= QUOTED PASSAGE =

A Short History on Best Actress Oscar Winning Dresses

  • February 20, 2018

The Academy Award’s stage has created many opportunities for great fashion moments. Most of which, come from the Best Actress winners during their respective years. With the 2018 Oscars ceremony just a mere three weeks away, we look back at the iconic gowns of former Best Actress winners and the history behind their choices.

Janet Gaynor was the Best Actress in the 1920s and wore a dress she bought off-the-rack
Janet Gaynor was the Best Actress in the 1920s and wore a dress she bought off-the-rack
Vivien Leigh, Gone with the Wind (1939), gown by Irene Gibbons
Vivien Leigh, Gone with the Wind (1939), gown by Irene Gibbons


1920s and 1930s:
The first Oscar ceremony was held on May 16, 1929 in a private function room at the Hollywood Roosevelt Hotel, with the post-awards party held at the Mayfair Hotel. A ticket to attend the ceremony was at $5 a pop ($71 dollars in today’s dollars). The first actress to win an Academy Award for Best Actress was Janet Gaynor for her portrayal in three films 7th Heaven, Street Angel and the now-iconic Sunrise: A Song of Two Humans. She wore a simple Peter Pan collar dress. The simplicity of the award show back then allowed Gaynor to purchase her dress off-the-rack. By the 1930s, the Oscars gained more popularity, prompting Best Actress winners to begin dressing in glamourous gowns. Some notable dresses that decade include Norma Shearer’s (1930’s winner for The Divorcee) white gown with black fur sleeves (by costume designer Gilbert Adrian), Bette Davis’ black rulle gown with white feathers for the year she won for Jezebel (1938) and Vivien Leigh’s (Gone with the Wind (1939)) Irene Gibbons silk floral dress matched with a white fur coat. These were the first glamourous Oscars.

Point labeling items
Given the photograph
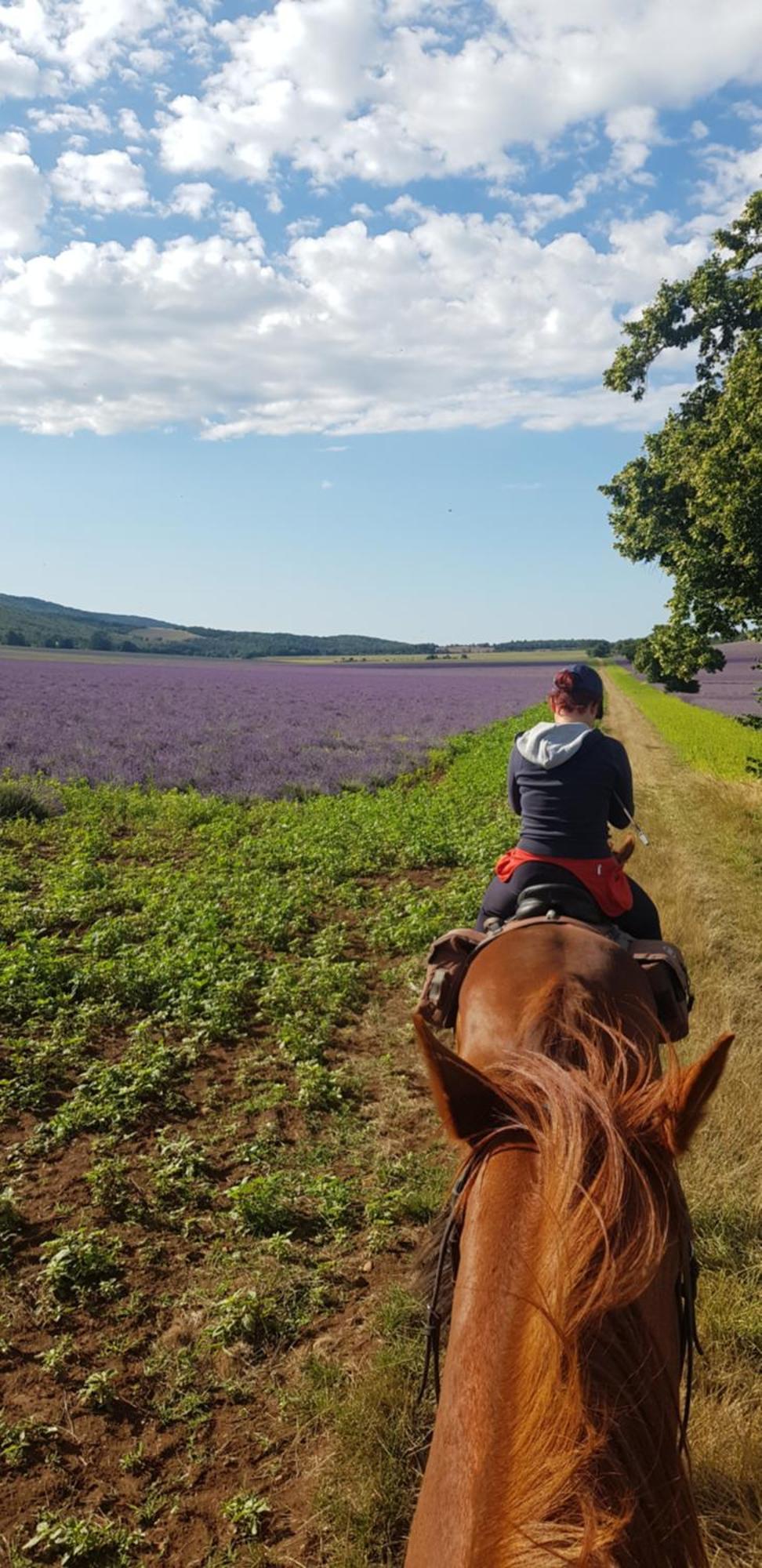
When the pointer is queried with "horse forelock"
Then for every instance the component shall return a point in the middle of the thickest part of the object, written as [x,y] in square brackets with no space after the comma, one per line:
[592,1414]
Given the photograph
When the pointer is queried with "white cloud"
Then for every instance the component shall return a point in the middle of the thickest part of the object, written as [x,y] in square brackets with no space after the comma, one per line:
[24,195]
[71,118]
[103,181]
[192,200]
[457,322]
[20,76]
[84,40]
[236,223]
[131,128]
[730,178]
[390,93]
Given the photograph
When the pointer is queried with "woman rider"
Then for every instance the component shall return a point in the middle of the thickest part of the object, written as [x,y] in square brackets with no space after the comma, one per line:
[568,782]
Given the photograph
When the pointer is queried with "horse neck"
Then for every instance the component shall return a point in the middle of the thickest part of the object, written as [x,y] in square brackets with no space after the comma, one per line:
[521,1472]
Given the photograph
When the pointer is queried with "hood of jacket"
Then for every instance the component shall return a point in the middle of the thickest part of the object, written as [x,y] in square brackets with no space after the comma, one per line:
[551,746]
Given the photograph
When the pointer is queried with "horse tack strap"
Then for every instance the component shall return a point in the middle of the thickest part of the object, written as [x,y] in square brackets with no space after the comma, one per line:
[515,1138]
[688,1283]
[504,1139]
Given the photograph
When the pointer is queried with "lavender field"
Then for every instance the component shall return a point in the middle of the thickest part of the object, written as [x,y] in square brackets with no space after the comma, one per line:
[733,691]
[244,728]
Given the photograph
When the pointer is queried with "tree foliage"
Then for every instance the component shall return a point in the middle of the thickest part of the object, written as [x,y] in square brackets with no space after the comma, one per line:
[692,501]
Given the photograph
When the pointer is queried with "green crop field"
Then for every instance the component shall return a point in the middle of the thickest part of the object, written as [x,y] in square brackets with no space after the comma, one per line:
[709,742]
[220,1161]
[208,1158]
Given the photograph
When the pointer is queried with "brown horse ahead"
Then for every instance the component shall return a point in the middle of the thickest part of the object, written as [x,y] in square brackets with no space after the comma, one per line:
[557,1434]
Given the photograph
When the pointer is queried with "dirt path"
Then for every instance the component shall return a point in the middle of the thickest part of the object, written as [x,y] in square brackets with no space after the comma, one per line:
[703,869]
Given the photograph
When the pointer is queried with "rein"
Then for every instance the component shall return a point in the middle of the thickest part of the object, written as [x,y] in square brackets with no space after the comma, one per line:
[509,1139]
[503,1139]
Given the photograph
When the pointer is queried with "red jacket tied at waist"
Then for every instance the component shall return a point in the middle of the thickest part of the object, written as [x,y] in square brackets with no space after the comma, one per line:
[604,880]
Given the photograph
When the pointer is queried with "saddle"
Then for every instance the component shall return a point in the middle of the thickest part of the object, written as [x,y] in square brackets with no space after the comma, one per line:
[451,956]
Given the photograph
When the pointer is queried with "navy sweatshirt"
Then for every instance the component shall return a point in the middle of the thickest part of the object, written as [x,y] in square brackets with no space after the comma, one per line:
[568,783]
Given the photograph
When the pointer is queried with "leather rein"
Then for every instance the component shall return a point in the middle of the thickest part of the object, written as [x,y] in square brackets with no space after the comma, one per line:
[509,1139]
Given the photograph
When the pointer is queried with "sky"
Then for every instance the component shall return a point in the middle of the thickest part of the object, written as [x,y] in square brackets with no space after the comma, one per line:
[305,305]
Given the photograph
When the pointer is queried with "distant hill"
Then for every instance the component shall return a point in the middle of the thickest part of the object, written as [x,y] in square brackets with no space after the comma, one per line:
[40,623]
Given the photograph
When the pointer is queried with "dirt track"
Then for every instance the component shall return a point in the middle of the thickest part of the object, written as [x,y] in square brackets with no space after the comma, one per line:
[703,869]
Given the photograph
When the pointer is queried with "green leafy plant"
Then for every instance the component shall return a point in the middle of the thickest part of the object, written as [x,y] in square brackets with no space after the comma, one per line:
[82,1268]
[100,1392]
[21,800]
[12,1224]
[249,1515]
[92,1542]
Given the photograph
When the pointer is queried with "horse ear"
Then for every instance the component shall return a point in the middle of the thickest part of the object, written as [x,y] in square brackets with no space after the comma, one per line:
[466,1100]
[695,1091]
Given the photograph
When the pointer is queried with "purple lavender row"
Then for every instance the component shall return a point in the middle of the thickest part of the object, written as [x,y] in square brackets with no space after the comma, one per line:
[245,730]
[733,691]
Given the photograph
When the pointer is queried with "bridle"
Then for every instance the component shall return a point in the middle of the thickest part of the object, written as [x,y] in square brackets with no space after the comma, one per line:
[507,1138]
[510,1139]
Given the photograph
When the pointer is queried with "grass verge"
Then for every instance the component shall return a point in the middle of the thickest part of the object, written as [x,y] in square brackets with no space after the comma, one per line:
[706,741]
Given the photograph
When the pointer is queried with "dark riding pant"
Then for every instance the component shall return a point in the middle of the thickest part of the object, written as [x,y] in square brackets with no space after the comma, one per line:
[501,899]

= REQUIRED WORK =
Quote word for word the stretch of the Oscar dresses article above from "The Academy Award’s" through "behind their choices.".

= RESPONSE TO THIS TASK =
The Academy Award’s stage has created many opportunities for great fashion moments. Most of which, come from the Best Actress winners during their respective years. With the 2018 Oscars ceremony just a mere three weeks away, we look back at the iconic gowns of former Best Actress winners and the history behind their choices.